→ Excerpted passage
########

Edinburgh Fringe 2012: Review Roundup

The Edinburgh Fringe 2012 has come to an end, and of the more than 100 musicals at this year’s festival, some dozen were from the U.S., including the original Mod and several new pieces in the American High School Theater Festival. Other premieres from elsewhere around the world include Clinton (one of the best reviewed of the fest) from Australia; Party Worth Crashing from Canada; Active Virgin (another best of the fest), The Macbeth Project, Mary, The Secrets Hidden in the Beatles Rock Band, Streets, and Towards the Moon from Scotland; and Bereavement (another best of the fest), Dr. Quimpugh’s Compendium of Peculiar Afflictions, 1,000 Suns, The Picture House, and The Wolves Descend from England.

Active Virgin: John & Gerry Kielty (book, lyrics, music)

########

→ Challenge 1
Repeat the Edinburgh Fringe roundup word for word, everything from "Edinburgh Fringe 2012: Review" down to "Descend from England.".
→ Challenge 2
Decide whether each statement agrees with the Edinburgh Fringe roundup, answering yes or no and quoting the deciding words: (a) Clinton came from Australia. (b) Party Worth Crashing came from England. (c) The festival had fewer than 100 musicals.
The data is not needed.

########

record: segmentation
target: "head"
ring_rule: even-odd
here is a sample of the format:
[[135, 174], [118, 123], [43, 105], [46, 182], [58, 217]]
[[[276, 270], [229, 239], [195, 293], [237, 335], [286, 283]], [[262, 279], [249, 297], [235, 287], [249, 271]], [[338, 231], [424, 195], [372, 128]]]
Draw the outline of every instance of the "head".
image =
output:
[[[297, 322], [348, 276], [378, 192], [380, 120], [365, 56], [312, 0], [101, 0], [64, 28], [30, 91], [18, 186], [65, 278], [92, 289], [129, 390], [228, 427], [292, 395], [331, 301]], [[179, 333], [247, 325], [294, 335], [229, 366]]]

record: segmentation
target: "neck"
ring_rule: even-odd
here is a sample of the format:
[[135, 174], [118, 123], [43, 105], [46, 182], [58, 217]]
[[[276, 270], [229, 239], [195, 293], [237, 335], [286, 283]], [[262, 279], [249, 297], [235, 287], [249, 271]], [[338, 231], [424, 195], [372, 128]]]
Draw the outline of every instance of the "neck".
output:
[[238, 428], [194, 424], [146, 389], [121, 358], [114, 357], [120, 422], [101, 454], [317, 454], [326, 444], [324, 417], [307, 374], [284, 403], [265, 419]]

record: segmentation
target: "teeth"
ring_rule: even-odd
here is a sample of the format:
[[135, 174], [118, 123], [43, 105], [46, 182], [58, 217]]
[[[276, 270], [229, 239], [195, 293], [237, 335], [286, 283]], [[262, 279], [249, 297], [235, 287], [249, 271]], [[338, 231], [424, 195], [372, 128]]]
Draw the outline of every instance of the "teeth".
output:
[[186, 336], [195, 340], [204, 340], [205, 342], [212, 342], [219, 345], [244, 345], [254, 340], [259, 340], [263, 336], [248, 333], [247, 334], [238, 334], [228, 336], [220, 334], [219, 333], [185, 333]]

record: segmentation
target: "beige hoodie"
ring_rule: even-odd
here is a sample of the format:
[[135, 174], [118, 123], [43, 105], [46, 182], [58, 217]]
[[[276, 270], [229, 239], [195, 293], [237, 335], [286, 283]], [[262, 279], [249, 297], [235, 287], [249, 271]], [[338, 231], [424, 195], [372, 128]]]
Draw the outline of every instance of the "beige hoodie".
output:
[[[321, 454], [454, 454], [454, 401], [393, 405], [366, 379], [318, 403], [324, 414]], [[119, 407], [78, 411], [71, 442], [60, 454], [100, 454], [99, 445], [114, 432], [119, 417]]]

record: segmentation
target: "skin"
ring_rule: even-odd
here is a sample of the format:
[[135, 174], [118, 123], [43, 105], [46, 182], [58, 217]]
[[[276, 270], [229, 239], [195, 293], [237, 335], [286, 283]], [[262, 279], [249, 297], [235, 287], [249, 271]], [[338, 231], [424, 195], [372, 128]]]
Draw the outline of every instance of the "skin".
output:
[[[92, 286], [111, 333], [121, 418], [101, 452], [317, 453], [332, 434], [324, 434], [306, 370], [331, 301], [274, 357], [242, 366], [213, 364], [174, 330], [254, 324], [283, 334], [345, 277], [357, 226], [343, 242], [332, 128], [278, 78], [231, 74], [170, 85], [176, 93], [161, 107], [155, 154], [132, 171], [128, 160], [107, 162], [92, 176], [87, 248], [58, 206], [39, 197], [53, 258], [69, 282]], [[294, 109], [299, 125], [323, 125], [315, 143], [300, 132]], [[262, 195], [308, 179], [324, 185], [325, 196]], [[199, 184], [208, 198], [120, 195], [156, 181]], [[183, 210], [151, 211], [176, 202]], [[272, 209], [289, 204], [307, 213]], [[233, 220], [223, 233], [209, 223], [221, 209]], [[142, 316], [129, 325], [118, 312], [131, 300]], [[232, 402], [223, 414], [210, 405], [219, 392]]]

########

→ Full answer 1
Edinburgh Fringe 2012: Review Roundup

The Edinburgh Fringe 2012 has come to an end, and of the more than 100 musicals at this year’s festival, some dozen were from the U.S., including the original Mod and several new pieces in the American High School Theater Festival. Other premieres from elsewhere around the world include Clinton (one of the best reviewed of the fest) from Australia; Party Worth Crashing from Canada; Active Virgin (another best of the fest), The Macbeth Project, Mary, The Secrets Hidden in the Beatles Rock Band, Streets, and Towards the Moon from Scotland; and Bereavement (another best of the fest), Dr. Quimpugh’s Compendium of Peculiar Afflictions, 1,000 Suns, The Picture House, and The Wolves Descend from England.

→ Full answer 2
(a) Yes: "Clinton (one of the best reviewed of the fest) from Australia"
(b) No: "Party Worth Crashing from Canada"
(c) No: "of the more than 100 musicals at this year’s festival"